(Part of a data file)
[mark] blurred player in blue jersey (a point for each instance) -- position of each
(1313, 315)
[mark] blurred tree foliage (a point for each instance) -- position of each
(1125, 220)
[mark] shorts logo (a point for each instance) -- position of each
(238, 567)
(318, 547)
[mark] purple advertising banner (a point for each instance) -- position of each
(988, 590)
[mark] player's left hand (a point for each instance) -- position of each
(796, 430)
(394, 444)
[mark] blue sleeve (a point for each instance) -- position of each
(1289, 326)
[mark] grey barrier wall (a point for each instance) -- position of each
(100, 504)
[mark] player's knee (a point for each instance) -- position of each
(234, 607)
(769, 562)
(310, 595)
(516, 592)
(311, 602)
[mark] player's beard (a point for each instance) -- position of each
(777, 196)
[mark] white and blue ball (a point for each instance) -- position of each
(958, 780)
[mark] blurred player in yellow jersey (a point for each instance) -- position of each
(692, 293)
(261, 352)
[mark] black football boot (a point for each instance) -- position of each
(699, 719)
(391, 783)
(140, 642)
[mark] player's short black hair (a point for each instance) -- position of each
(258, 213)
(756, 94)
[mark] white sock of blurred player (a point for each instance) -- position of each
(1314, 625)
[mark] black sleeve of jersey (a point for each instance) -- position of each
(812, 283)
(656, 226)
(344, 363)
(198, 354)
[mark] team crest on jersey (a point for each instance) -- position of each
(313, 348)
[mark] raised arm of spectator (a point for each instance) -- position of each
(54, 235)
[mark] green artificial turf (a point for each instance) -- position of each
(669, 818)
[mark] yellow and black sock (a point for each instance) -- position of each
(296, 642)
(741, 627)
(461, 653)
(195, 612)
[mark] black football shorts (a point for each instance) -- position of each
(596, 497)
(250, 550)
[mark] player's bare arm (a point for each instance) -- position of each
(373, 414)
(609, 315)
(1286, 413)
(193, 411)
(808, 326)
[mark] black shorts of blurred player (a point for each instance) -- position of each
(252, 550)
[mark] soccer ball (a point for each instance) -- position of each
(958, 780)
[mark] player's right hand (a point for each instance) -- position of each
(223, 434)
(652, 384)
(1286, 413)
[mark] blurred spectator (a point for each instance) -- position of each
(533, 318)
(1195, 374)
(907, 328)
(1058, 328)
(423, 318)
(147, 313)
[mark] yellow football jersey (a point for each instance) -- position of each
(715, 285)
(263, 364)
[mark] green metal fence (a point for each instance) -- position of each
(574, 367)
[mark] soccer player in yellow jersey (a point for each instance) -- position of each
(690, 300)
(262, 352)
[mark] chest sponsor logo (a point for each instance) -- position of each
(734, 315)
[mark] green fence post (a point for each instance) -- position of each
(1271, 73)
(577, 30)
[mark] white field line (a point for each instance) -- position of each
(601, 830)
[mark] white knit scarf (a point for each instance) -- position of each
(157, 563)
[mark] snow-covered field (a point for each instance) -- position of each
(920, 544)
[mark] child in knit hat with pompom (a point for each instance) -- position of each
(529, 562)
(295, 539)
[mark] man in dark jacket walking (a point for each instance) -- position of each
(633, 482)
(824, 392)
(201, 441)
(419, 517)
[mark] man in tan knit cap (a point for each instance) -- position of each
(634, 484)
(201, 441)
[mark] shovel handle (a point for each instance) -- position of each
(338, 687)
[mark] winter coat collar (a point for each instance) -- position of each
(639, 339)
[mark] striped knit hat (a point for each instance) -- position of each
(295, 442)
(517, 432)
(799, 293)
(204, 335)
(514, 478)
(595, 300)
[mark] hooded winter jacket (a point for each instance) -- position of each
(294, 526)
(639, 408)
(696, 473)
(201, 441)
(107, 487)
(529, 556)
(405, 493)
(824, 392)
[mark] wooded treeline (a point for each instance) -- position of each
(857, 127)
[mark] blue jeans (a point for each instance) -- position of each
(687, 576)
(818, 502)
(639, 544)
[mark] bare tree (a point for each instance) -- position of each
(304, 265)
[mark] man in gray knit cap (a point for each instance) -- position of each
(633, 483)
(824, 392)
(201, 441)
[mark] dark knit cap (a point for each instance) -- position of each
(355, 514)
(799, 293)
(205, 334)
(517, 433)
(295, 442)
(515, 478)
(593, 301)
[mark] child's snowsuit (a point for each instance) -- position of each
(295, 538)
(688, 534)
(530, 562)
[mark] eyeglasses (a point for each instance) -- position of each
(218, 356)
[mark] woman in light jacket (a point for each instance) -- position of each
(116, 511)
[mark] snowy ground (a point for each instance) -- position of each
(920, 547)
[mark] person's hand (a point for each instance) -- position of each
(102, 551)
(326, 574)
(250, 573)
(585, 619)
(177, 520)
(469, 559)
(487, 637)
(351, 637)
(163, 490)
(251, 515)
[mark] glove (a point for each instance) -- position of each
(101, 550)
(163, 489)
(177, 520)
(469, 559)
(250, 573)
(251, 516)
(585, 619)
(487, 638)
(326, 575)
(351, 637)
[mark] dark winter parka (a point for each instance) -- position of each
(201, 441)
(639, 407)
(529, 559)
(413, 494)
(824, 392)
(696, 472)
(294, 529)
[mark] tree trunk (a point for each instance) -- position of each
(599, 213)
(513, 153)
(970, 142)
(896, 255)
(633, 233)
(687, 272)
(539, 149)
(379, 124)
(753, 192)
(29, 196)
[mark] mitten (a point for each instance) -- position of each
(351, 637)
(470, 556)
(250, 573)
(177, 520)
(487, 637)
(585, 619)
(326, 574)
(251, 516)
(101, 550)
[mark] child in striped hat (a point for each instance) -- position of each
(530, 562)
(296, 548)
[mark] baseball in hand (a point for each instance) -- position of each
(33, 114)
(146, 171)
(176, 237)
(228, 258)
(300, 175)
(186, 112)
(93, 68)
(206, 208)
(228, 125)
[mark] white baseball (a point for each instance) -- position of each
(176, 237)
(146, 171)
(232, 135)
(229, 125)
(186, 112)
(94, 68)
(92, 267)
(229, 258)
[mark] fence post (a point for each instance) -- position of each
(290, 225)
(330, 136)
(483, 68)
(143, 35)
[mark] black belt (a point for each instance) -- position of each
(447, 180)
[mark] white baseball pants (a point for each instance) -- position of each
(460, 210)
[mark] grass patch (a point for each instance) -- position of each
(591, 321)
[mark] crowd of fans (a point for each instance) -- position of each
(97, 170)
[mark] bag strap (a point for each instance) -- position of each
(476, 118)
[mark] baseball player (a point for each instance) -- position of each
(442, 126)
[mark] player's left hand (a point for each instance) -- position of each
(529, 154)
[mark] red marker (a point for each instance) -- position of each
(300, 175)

[What you will do]:
Copy all of the material word for word.

[Result of the exercise]:
[mark] blurred player in blue jersey (a point for each instance) -- position of each
(1313, 315)
[mark] blurred tree foliage (a point for each instance) -- position of each
(1125, 220)
[mark] shorts logo (a point for each instance) -- position of each
(238, 567)
(318, 547)
[mark] purple advertising banner (a point for each instance) -- position of each
(988, 590)
[mark] player's left hand (a point for each instance) -- position of each
(796, 430)
(394, 444)
[mark] blue sleeve (a point for each instance) -- position of each
(1289, 326)
[mark] grey barrier wall (a point for each instance) -- position of each
(100, 504)
[mark] player's knee (a point for each instance) -- position of each
(234, 607)
(769, 562)
(310, 595)
(516, 592)
(311, 602)
[mark] player's beard (a point for each instance) -- position of each
(777, 196)
[mark] white and blue ball (a point for each instance) -- position of each
(958, 780)
[mark] blurred player in yellow jersey (a point for each instance) -- position of each
(692, 293)
(261, 352)
[mark] black football boot (a point for each instance) -- position of each
(699, 719)
(391, 783)
(140, 642)
[mark] player's short black hair (a point for each instance) -- position of each
(258, 213)
(756, 94)
[mark] white sock of blurred player (a point for each instance) -- position of each
(1314, 625)
[mark] black sleeve of jersey (a point for each instance) -- position of each
(812, 283)
(656, 226)
(344, 363)
(198, 354)
[mark] team crest on jersey (a point for each instance) -- position of each
(313, 348)
[mark] raised arm of spectator (a point for each instance) -- position of each
(54, 235)
[mark] green artificial turf (a point for each instance) -- position of each
(669, 818)
[mark] yellow and black sock (a point for each instance) -- position of each
(296, 642)
(741, 627)
(461, 653)
(195, 612)
[mark] black football shorts (a point for each instance) -- position of each
(596, 497)
(250, 550)
[mark] player's bare arm (a point for each instance) -- position of each
(373, 414)
(609, 315)
(1286, 413)
(193, 411)
(808, 326)
[mark] black shorts of blurred player (a point for each instance) -- position of each
(252, 550)
[mark] soccer ball (a point for each instance) -- position of each
(958, 780)
[mark] player's right hand (a point for each instance) -- position of each
(223, 434)
(652, 384)
(1286, 413)
[mark] blurred spectator (a point for each instance) -- position of each
(533, 318)
(1195, 374)
(907, 328)
(1058, 328)
(423, 318)
(147, 313)
[mark] yellow football jersey (a point for each instance) -- position of each
(715, 285)
(263, 364)
[mark] green metal fence (a point for each instance) -- position of each
(574, 367)
[mark] soccer player in yellow jersey (a point for each instance) -- position of each
(690, 300)
(262, 352)
[mark] chest sponsor logo (a point for each instance) -- position of each
(734, 315)
[mark] green fence post (a point for each instance) -- position of each
(1271, 73)
(577, 30)
[mark] white field line (a point for each instance) -- position of each
(601, 830)
[mark] white knit scarf (a point for each instance) -- position of each
(157, 563)
[mark] snow-covered field (a point for each instance) -- position of each
(920, 544)
[mark] child in knit hat with pompom (a point for each instance) -- position of each
(529, 562)
(295, 539)
[mark] man in dark jacket walking (a point for each instance) -- position of each
(633, 482)
(824, 392)
(201, 441)
(419, 517)
[mark] man in tan knit cap (a point for each instance) -- position of each
(634, 484)
(201, 441)
[mark] shovel handle (a point for each instance) -- position of each
(338, 687)
[mark] winter coat collar (a point for each instance) -- position of each
(639, 339)
[mark] striped knit hat (a point for each instance) -- position of each
(295, 442)
(517, 432)
(799, 293)
(204, 335)
(514, 478)
(595, 300)
[mark] hooded winter jacket (a point for each instance) -- position of each
(294, 526)
(639, 408)
(696, 473)
(201, 441)
(107, 487)
(529, 556)
(405, 493)
(824, 392)
[mark] wooded treeline (a point for each instance) -- position of each
(857, 127)
[mark] blue jeans (a point for each instance) -- position of each
(687, 576)
(818, 502)
(639, 544)
[mark] bare tree (a point for each instance) -- position of each
(304, 265)
[mark] man in gray knit cap (a point for each instance) -- position of each
(633, 483)
(824, 392)
(201, 441)
[mark] dark knit cap (a point for each instance) -- position of each
(355, 514)
(799, 293)
(205, 334)
(517, 433)
(295, 442)
(515, 478)
(593, 301)
[mark] child's snowsuit (a point for each instance) -- position of each
(295, 538)
(688, 534)
(530, 562)
[mark] eyeglasses (a point for each instance) -- position of each
(218, 356)
[mark] woman in light jacket (a point for each instance) -- position of each
(116, 511)
[mark] snowy ground (a point for each instance) -- position of each
(920, 547)
[mark] person's hand (a point for each instance) -- position of each
(102, 551)
(326, 574)
(250, 573)
(585, 619)
(177, 520)
(469, 559)
(487, 637)
(351, 637)
(163, 490)
(251, 515)
[mark] glove (a point for each instance) -- position of each
(101, 550)
(163, 489)
(177, 520)
(469, 559)
(250, 573)
(251, 516)
(585, 619)
(487, 638)
(326, 575)
(351, 637)
[mark] dark winter parka (a point for each instance) -- position of each
(201, 441)
(639, 407)
(529, 559)
(413, 494)
(824, 392)
(696, 472)
(294, 529)
[mark] tree trunk (a point for each instance) -- position of each
(599, 213)
(513, 153)
(970, 142)
(896, 255)
(633, 233)
(687, 272)
(539, 149)
(379, 124)
(753, 192)
(29, 196)
[mark] mitten (a point for each instance) -- position of each
(351, 637)
(470, 556)
(250, 573)
(177, 520)
(487, 637)
(585, 619)
(326, 574)
(251, 516)
(101, 550)
[mark] child in striped hat (a point for each instance) -- position of each
(530, 562)
(296, 548)
[mark] baseball in hand (a point for each instance) -- position of each
(33, 114)
(146, 171)
(176, 237)
(228, 258)
(300, 175)
(186, 112)
(93, 68)
(206, 208)
(228, 125)
[mark] white baseball (a point for each instance) -- position of each
(176, 237)
(146, 171)
(232, 135)
(229, 125)
(186, 112)
(94, 68)
(92, 267)
(229, 258)
[mark] fence post (a point for each instance) -- position of each
(290, 225)
(330, 136)
(483, 68)
(143, 35)
[mark] black belt (a point for each instance) -- position of each
(447, 180)
[mark] white baseball pants (a point for each instance) -- position of each
(460, 210)
[mark] grass patch (a point for each instance) -- position of each
(591, 321)
[mark] crowd of fans (a point for each instance) -- position of each
(97, 170)
[mark] bag strap (a point for each instance) -- position of each
(476, 118)
[mark] baseball player (a point for each instance) -- position of each
(442, 126)
[mark] player's left hand (a point for each instance) -- position of each
(529, 154)
[mark] red marker (a point for each instance) -- position of each
(300, 175)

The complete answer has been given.